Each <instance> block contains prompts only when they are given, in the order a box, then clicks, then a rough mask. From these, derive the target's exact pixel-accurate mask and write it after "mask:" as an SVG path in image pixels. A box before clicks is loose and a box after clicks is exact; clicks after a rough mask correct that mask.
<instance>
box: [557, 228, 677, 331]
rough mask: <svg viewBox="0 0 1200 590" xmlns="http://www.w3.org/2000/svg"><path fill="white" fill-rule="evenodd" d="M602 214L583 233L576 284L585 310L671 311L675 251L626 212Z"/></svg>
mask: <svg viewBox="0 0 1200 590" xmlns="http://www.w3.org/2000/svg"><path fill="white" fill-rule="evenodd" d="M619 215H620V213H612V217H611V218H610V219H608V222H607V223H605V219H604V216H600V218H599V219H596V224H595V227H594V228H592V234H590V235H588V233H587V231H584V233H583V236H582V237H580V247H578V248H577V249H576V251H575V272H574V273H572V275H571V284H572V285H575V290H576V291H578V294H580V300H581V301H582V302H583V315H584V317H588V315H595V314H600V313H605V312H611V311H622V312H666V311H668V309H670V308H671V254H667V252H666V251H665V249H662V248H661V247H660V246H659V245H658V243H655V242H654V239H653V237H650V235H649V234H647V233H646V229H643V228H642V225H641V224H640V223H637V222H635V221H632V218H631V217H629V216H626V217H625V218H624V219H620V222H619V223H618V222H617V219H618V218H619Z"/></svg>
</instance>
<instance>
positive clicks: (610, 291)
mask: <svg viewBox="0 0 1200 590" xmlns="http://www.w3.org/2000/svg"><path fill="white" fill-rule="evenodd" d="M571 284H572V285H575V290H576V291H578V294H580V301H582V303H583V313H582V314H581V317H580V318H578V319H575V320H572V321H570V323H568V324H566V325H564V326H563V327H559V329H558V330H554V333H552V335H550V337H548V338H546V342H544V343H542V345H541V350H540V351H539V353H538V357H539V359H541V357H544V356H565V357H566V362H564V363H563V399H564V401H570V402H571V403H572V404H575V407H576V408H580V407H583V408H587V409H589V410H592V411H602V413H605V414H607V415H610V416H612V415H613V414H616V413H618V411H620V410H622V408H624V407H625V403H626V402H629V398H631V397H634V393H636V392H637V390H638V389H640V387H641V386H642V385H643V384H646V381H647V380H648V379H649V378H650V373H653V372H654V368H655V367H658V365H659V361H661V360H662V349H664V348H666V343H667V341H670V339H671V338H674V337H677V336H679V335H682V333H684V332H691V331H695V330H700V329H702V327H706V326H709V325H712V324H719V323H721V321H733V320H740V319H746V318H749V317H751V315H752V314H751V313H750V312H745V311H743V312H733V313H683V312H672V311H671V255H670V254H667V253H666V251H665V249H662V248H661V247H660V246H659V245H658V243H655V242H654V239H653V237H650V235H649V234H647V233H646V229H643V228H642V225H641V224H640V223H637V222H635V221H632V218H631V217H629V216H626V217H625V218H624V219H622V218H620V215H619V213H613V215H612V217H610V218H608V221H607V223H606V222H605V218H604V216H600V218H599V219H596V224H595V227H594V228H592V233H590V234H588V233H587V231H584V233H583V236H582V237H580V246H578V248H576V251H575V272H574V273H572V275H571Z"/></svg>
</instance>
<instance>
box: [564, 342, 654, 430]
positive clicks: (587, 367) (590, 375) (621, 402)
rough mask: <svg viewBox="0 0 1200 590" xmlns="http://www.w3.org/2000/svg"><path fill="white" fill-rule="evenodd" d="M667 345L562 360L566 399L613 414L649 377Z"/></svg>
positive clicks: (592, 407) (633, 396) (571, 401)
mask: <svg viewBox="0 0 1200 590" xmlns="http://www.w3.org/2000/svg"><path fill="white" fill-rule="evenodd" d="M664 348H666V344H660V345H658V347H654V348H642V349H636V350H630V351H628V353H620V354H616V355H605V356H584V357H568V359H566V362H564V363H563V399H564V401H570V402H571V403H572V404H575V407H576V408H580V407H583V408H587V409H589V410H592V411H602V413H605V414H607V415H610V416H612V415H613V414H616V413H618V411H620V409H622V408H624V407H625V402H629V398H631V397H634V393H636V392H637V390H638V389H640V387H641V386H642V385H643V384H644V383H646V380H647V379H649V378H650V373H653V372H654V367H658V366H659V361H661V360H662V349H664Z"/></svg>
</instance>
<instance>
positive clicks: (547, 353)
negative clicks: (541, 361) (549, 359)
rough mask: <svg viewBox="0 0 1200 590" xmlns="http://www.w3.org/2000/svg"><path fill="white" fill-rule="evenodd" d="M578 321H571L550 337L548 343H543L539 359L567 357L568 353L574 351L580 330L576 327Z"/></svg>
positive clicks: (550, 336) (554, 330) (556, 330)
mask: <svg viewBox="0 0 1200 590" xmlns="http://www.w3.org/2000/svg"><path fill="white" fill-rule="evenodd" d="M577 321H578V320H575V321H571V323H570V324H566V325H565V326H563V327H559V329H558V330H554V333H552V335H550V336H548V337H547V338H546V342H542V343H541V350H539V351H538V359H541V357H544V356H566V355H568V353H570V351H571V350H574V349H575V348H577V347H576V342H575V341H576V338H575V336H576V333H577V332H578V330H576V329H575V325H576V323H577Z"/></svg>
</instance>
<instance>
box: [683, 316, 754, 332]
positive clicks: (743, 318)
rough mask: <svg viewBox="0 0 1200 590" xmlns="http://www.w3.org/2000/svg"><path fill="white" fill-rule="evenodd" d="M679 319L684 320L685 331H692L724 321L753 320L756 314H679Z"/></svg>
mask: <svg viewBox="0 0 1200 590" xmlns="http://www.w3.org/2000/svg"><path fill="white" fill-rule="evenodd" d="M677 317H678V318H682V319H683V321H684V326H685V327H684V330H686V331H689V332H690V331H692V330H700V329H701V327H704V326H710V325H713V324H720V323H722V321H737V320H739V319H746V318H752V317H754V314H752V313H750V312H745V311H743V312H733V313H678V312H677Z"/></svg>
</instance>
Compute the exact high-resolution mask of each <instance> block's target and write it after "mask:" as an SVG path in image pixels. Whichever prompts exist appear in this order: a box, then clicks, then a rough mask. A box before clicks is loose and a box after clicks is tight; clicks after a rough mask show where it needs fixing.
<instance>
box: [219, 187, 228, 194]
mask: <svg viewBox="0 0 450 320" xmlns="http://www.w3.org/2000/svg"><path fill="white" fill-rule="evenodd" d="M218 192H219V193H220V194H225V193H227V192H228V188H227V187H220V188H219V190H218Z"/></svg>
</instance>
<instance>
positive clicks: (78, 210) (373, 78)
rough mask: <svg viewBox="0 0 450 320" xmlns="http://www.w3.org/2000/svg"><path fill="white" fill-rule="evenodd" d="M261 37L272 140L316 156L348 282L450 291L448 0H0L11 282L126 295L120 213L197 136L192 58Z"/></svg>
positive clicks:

- _Problem_: Transcribe each line above exactly; skip none.

- _Task solution_:
Each <instance> block contains prompts only when they are given, in the order a box, then clicks, then a rough mask. From these, derive the target's exact pixel-accurate mask and write it after "mask:" as an SVG path in image pixels. A box before clicks is loose and a box after clicks is exact; clicks after a rough mask correct that mask.
<instance>
box: [557, 228, 677, 331]
rough mask: <svg viewBox="0 0 1200 590" xmlns="http://www.w3.org/2000/svg"><path fill="white" fill-rule="evenodd" d="M602 214L583 233L576 284L585 310L671 311L675 251L626 212Z"/></svg>
mask: <svg viewBox="0 0 1200 590" xmlns="http://www.w3.org/2000/svg"><path fill="white" fill-rule="evenodd" d="M619 215H620V213H612V217H611V218H610V219H608V222H607V223H605V219H604V216H600V218H599V219H596V224H595V227H594V228H592V234H590V235H588V233H587V231H584V233H583V236H582V237H580V247H578V248H577V249H576V251H575V272H574V273H572V275H571V284H572V285H575V290H576V291H578V294H580V300H581V301H582V302H583V315H584V317H588V315H595V314H600V313H605V312H611V311H622V312H666V311H668V309H670V308H671V254H667V252H666V251H665V249H662V248H661V247H660V246H659V245H658V243H655V242H654V239H653V237H650V235H649V234H647V233H646V229H643V228H642V225H641V224H640V223H637V222H635V221H632V218H631V217H629V216H626V217H625V218H624V219H620V222H619V223H618V222H617V219H618V218H619Z"/></svg>
</instance>
<instance>
positive clicks: (610, 291)
mask: <svg viewBox="0 0 1200 590" xmlns="http://www.w3.org/2000/svg"><path fill="white" fill-rule="evenodd" d="M571 284H572V285H575V290H576V291H578V294H580V301H582V303H583V313H582V314H581V317H580V318H578V319H575V320H572V321H570V323H568V324H566V325H564V326H563V327H559V329H558V330H554V333H552V335H550V337H548V338H546V342H544V343H542V345H541V350H540V351H539V353H538V357H539V359H541V357H544V356H565V357H566V362H564V363H563V399H564V401H570V402H571V403H572V404H575V407H576V408H580V407H583V408H587V409H589V410H592V411H602V413H605V414H607V415H610V416H612V415H613V414H616V413H618V411H620V410H622V408H624V407H625V403H626V402H629V398H631V397H634V393H636V392H637V390H638V389H640V387H641V386H642V385H643V384H646V381H647V380H648V379H649V378H650V373H653V372H654V368H655V367H658V365H659V361H661V360H662V349H664V348H666V343H667V341H670V339H671V338H674V337H677V336H679V335H682V333H684V332H691V331H695V330H700V329H702V327H706V326H709V325H712V324H719V323H721V321H733V320H740V319H746V318H749V317H751V315H752V314H751V313H750V312H745V311H743V312H733V313H683V312H672V311H671V255H670V254H667V253H666V251H665V249H662V248H661V247H660V246H659V245H658V243H655V242H654V239H653V237H650V235H649V234H647V233H646V229H643V228H642V225H641V224H640V223H637V222H635V221H632V218H631V217H629V216H626V217H625V218H624V219H622V218H620V215H619V213H613V215H612V217H610V218H608V221H607V223H606V222H605V218H604V216H600V218H599V219H596V224H595V227H594V228H592V233H590V234H588V233H587V231H584V233H583V236H582V237H580V246H578V248H576V251H575V272H574V273H572V275H571Z"/></svg>
</instance>
<instance>
box: [564, 342, 654, 430]
positive clicks: (587, 367) (590, 375) (621, 402)
rough mask: <svg viewBox="0 0 1200 590" xmlns="http://www.w3.org/2000/svg"><path fill="white" fill-rule="evenodd" d="M667 345L562 360L566 399L613 414L649 377Z"/></svg>
positive clicks: (592, 407) (633, 396) (571, 401)
mask: <svg viewBox="0 0 1200 590" xmlns="http://www.w3.org/2000/svg"><path fill="white" fill-rule="evenodd" d="M664 348H666V344H660V345H658V347H654V348H642V349H636V350H630V351H628V353H620V354H616V355H605V356H584V357H568V359H566V362H564V363H563V399H564V401H570V402H571V403H572V404H575V407H576V408H580V407H583V408H587V409H589V410H592V411H602V413H605V414H607V415H610V416H612V415H613V414H616V413H618V411H620V409H622V408H624V407H625V402H629V398H631V397H634V393H636V392H637V390H638V389H640V387H641V386H642V385H643V384H644V383H646V380H647V379H649V378H650V373H653V372H654V367H658V366H659V361H661V360H662V349H664Z"/></svg>
</instance>
<instance>
positive clicks: (547, 353)
negative clicks: (541, 361) (549, 359)
rough mask: <svg viewBox="0 0 1200 590" xmlns="http://www.w3.org/2000/svg"><path fill="white" fill-rule="evenodd" d="M578 321H571L550 337L548 343H543L539 359L567 357L568 353L574 351L580 330L576 327Z"/></svg>
positive clicks: (550, 336) (554, 330) (556, 330)
mask: <svg viewBox="0 0 1200 590" xmlns="http://www.w3.org/2000/svg"><path fill="white" fill-rule="evenodd" d="M577 321H578V320H575V321H571V323H570V324H566V325H565V326H563V327H559V329H558V330H554V333H552V335H550V336H548V337H547V338H546V342H542V343H541V350H539V351H538V359H541V357H544V356H566V355H568V353H570V351H571V350H574V349H575V348H577V347H576V342H575V341H576V338H575V336H576V333H577V332H578V330H576V329H575V325H576V323H577Z"/></svg>
</instance>
<instance>
box: [683, 316, 754, 332]
positive clicks: (743, 318)
rough mask: <svg viewBox="0 0 1200 590" xmlns="http://www.w3.org/2000/svg"><path fill="white" fill-rule="evenodd" d="M679 319L684 320L685 331H692L724 321L753 320L756 314H679Z"/></svg>
mask: <svg viewBox="0 0 1200 590" xmlns="http://www.w3.org/2000/svg"><path fill="white" fill-rule="evenodd" d="M677 317H678V318H682V319H683V321H684V326H685V327H684V330H686V331H689V332H690V331H692V330H700V329H701V327H704V326H710V325H713V324H720V323H722V321H737V320H739V319H746V318H752V317H754V314H752V313H750V312H745V311H743V312H733V313H678V312H677Z"/></svg>
</instance>
Compute the exact high-resolution mask of each <instance> block's target and write it after "mask:" as an SVG path in image pixels. Whichever prompts exist appear in this order: a box, then clicks, then a rough mask. A box before clicks is loose and a box after clicks is tight; clicks after a rough mask show where it needs fixing.
<instance>
box: [219, 187, 228, 194]
mask: <svg viewBox="0 0 450 320" xmlns="http://www.w3.org/2000/svg"><path fill="white" fill-rule="evenodd" d="M218 192H219V193H220V194H225V193H227V192H228V188H227V187H220V188H219V190H218Z"/></svg>
</instance>
<instance>
positive clicks: (78, 210) (373, 78)
rough mask: <svg viewBox="0 0 450 320" xmlns="http://www.w3.org/2000/svg"><path fill="white" fill-rule="evenodd" d="M261 37L272 140L316 156L348 282L450 291L448 0H0L11 282L126 295L120 213L197 136L192 58Z"/></svg>
positive clicks:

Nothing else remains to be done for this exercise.